Work instructions - Your task is to copy all of the data exactly.

-------

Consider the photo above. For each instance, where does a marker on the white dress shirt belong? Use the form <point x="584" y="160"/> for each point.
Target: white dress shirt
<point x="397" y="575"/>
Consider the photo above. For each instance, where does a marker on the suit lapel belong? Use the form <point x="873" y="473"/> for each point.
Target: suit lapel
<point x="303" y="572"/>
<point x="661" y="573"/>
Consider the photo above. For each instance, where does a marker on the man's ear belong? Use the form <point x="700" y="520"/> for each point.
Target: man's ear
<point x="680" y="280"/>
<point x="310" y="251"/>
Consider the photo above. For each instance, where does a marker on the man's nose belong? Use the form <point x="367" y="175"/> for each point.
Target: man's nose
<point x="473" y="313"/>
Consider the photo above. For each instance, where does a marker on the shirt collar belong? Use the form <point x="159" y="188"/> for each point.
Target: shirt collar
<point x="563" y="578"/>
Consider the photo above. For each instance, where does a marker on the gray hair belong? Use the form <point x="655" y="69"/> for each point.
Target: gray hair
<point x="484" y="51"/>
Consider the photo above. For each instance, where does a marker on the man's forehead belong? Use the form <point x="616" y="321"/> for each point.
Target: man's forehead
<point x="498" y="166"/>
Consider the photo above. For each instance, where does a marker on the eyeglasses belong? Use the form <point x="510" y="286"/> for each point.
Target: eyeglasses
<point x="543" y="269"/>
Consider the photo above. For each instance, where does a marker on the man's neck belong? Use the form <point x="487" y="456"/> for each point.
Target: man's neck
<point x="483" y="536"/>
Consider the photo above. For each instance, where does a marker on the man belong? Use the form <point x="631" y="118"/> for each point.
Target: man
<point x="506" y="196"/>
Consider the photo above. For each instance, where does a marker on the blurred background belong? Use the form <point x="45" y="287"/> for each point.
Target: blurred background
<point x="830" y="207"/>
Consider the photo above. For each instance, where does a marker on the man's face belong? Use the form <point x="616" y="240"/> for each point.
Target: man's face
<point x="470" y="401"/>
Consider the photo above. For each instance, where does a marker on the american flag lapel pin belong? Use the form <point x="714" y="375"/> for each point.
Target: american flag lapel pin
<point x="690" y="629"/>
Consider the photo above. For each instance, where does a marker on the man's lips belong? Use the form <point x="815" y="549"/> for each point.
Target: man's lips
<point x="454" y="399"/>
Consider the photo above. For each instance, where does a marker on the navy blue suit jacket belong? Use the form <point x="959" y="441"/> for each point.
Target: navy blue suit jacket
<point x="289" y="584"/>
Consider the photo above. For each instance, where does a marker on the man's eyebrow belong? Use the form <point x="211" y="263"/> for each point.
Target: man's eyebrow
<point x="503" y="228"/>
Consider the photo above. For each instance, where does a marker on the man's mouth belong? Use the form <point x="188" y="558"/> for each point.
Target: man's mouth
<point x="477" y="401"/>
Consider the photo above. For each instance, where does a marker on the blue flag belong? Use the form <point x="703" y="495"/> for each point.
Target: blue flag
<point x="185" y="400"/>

-------

Written response -
Consider the photo above. For each instance, where does a marker on the white dress shirt belong? Use the form <point x="584" y="160"/> for each point.
Target: white dress shirt
<point x="397" y="575"/>
Consider the photo above. For each instance, where does a marker on the suit lapel belong? Use the form <point x="873" y="473"/> for each point.
Target: suit lapel
<point x="303" y="572"/>
<point x="661" y="573"/>
Consider the photo above. For each instance, where does a marker on the man's ear belong? Use the form <point x="700" y="520"/> for each point.
Target: man's ear
<point x="680" y="280"/>
<point x="310" y="251"/>
Consider the photo above. For each instance, where does a marker on the man's nose belong? Use the form <point x="367" y="175"/> for each point.
Target: man's nose
<point x="473" y="313"/>
Consider the photo above. For each instance, where does a marker on the shirt collar belong? Use the form <point x="159" y="188"/> for each point.
Target: shirt collar
<point x="563" y="578"/>
Consider the photo above. For each instance, where does a marker on the gray hair belong? Use the form <point x="655" y="69"/> for each point.
Target: gray hair
<point x="484" y="51"/>
Consider the photo above. For each instance, where does a marker on the man's forehead belong? Use the form <point x="616" y="321"/> for each point.
Target: man's forehead
<point x="498" y="166"/>
Consider the photo above. For each instance, where does a marker on the eyeglasses belong? Use the form <point x="510" y="286"/> for each point.
Target: eyeglasses
<point x="543" y="269"/>
Consider the photo above. For each instance, where does a marker on the man's neck belong? Use the form <point x="487" y="456"/> for each point.
Target: man's neck
<point x="483" y="536"/>
Consider the photo above. For each instance, where does a marker on the man belong? Use the form <point x="631" y="118"/> for each point.
Target: man
<point x="506" y="196"/>
Consider the photo above. For each instance, where does a marker on the blurred background belong? Use the form <point x="45" y="287"/> for each point.
Target: blurred background
<point x="830" y="207"/>
Consider the photo above. For each instance, where does a marker on the man's face belong? Use the form <point x="616" y="240"/> for each point.
Target: man's face
<point x="470" y="401"/>
Consider the photo above. For each instance, where does a marker on the american flag lapel pin belong? Use the form <point x="714" y="375"/> for each point.
Target: american flag lapel pin
<point x="690" y="629"/>
Consider the photo above. For each instance, where does a marker on the man's lips belong? Use the form <point x="815" y="549"/> for each point.
Target: man's lips
<point x="454" y="399"/>
Consider the photo above. For each instance, where does a marker on the navy blue suit jacket belong? Use the form <point x="959" y="441"/> for each point.
Target: navy blue suit jacket
<point x="289" y="584"/>
Consider the photo above. For each instance, where does a marker on the man's eyebrow belong? Use the form <point x="211" y="263"/> for each point.
Target: man's eyebrow
<point x="503" y="228"/>
Consider the photo above. For each instance, where does a marker on the man's mouth belong? Use the form <point x="188" y="558"/> for each point.
Target: man's mouth
<point x="477" y="401"/>
Consider the photo above. For each instance, where does a marker on the blue flag belong? Use the form <point x="703" y="495"/> for each point.
Target: blue flag
<point x="185" y="400"/>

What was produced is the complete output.